- WHAT YOU SHOULD DO
Tally the lines in the records below that contain the word "hair" and give only that number.

Image region labeling entries:
= = = =
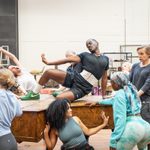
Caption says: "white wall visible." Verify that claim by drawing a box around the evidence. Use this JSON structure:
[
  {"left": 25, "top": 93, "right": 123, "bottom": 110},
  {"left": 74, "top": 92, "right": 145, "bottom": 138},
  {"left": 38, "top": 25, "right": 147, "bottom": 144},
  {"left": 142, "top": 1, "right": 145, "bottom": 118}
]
[{"left": 18, "top": 0, "right": 150, "bottom": 70}]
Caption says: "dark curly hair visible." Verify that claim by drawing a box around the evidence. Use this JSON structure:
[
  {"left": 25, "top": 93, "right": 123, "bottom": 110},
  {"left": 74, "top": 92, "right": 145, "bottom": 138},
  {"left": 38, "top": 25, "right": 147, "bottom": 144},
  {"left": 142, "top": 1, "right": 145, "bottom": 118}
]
[{"left": 46, "top": 99, "right": 70, "bottom": 130}]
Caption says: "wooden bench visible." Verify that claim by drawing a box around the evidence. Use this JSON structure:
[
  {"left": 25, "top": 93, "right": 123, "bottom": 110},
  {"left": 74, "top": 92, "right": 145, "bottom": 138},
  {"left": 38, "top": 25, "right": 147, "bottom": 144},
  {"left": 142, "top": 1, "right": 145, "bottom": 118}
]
[{"left": 11, "top": 95, "right": 113, "bottom": 142}]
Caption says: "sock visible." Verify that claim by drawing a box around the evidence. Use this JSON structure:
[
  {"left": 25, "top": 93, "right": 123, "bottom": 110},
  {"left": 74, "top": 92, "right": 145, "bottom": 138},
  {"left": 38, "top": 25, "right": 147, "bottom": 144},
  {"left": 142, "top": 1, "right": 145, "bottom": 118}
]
[{"left": 33, "top": 84, "right": 43, "bottom": 93}]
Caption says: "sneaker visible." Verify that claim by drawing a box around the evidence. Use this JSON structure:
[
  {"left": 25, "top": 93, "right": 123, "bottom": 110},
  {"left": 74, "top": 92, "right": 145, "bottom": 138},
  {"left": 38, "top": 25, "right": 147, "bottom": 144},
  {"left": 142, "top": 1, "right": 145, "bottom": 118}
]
[{"left": 21, "top": 91, "right": 40, "bottom": 100}]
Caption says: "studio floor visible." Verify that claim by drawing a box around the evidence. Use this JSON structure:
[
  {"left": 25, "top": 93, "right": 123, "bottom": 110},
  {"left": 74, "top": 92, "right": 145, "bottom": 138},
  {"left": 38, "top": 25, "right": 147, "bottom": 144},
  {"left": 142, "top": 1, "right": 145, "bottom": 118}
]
[{"left": 18, "top": 129, "right": 137, "bottom": 150}]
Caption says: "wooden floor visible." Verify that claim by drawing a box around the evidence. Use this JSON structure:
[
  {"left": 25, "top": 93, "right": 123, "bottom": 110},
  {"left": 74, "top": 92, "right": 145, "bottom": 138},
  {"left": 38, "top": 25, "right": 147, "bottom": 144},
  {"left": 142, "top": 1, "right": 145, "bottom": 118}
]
[{"left": 18, "top": 129, "right": 137, "bottom": 150}]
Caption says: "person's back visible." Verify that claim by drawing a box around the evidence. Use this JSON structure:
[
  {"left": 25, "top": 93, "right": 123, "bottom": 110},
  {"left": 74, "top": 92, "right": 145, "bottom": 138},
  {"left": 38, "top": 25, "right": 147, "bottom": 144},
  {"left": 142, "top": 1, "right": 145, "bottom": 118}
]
[
  {"left": 0, "top": 68, "right": 22, "bottom": 150},
  {"left": 58, "top": 117, "right": 87, "bottom": 148},
  {"left": 95, "top": 72, "right": 150, "bottom": 150}
]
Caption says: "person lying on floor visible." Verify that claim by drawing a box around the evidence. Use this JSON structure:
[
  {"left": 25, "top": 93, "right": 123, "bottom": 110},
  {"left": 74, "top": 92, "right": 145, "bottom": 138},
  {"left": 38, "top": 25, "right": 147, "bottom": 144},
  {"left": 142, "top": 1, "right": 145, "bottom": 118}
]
[
  {"left": 44, "top": 99, "right": 109, "bottom": 150},
  {"left": 87, "top": 72, "right": 150, "bottom": 150},
  {"left": 0, "top": 47, "right": 36, "bottom": 94},
  {"left": 21, "top": 39, "right": 109, "bottom": 102}
]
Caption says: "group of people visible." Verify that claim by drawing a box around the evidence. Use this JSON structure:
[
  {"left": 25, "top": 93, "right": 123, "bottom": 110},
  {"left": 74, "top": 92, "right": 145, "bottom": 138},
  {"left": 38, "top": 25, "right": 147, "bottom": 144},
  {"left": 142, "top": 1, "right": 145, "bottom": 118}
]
[{"left": 0, "top": 39, "right": 150, "bottom": 150}]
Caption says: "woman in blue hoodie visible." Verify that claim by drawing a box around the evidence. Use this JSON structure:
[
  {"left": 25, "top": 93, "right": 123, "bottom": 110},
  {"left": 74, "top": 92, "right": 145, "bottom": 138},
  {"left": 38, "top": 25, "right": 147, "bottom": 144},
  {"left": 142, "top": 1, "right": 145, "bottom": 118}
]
[{"left": 88, "top": 72, "right": 150, "bottom": 150}]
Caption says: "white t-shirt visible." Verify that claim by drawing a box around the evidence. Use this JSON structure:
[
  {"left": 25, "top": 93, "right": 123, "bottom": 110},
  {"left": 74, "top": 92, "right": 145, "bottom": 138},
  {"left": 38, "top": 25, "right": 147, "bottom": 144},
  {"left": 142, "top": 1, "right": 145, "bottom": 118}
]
[{"left": 17, "top": 68, "right": 36, "bottom": 91}]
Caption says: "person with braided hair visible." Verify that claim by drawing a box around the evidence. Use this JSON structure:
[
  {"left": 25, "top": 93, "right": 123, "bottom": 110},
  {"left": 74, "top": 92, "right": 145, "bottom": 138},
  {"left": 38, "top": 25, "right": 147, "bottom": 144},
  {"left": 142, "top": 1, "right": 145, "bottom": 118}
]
[
  {"left": 88, "top": 72, "right": 150, "bottom": 150},
  {"left": 0, "top": 68, "right": 22, "bottom": 150}
]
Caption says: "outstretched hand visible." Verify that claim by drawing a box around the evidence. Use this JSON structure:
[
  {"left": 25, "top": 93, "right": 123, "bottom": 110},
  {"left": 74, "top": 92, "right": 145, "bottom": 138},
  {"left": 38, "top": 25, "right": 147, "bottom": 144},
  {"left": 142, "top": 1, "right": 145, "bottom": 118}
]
[
  {"left": 41, "top": 53, "right": 48, "bottom": 65},
  {"left": 85, "top": 102, "right": 97, "bottom": 107},
  {"left": 44, "top": 124, "right": 50, "bottom": 135},
  {"left": 101, "top": 111, "right": 109, "bottom": 126}
]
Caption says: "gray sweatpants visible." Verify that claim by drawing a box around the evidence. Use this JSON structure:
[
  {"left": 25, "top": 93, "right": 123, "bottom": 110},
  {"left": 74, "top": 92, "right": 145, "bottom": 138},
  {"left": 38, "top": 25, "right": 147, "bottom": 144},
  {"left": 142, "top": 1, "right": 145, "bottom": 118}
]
[{"left": 0, "top": 133, "right": 18, "bottom": 150}]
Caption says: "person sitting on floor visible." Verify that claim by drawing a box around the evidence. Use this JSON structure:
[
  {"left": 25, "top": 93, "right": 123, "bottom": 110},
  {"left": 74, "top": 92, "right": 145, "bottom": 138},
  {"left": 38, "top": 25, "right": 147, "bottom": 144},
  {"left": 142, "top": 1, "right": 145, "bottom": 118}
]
[
  {"left": 44, "top": 99, "right": 109, "bottom": 150},
  {"left": 121, "top": 62, "right": 132, "bottom": 75},
  {"left": 21, "top": 39, "right": 109, "bottom": 101},
  {"left": 0, "top": 68, "right": 22, "bottom": 150},
  {"left": 0, "top": 47, "right": 36, "bottom": 94},
  {"left": 87, "top": 72, "right": 150, "bottom": 150}
]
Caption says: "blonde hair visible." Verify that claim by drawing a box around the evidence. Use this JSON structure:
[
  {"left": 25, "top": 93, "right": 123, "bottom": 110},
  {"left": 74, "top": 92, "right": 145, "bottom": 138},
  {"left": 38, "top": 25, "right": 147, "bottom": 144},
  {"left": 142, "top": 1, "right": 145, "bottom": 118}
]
[{"left": 0, "top": 68, "right": 16, "bottom": 89}]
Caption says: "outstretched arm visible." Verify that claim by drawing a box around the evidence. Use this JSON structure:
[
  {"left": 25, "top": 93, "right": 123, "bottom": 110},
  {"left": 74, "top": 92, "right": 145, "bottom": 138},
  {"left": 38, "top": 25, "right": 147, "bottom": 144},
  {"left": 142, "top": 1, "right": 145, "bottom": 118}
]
[
  {"left": 101, "top": 70, "right": 107, "bottom": 97},
  {"left": 41, "top": 54, "right": 80, "bottom": 65},
  {"left": 74, "top": 112, "right": 109, "bottom": 136},
  {"left": 0, "top": 47, "right": 22, "bottom": 67},
  {"left": 44, "top": 125, "right": 58, "bottom": 150}
]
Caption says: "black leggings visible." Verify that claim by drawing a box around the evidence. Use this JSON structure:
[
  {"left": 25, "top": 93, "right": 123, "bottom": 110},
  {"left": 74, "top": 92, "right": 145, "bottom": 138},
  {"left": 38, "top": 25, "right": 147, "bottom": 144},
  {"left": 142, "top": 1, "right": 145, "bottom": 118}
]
[{"left": 0, "top": 133, "right": 18, "bottom": 150}]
= = = =
- RESPONSE FOR THIS EXERCISE
3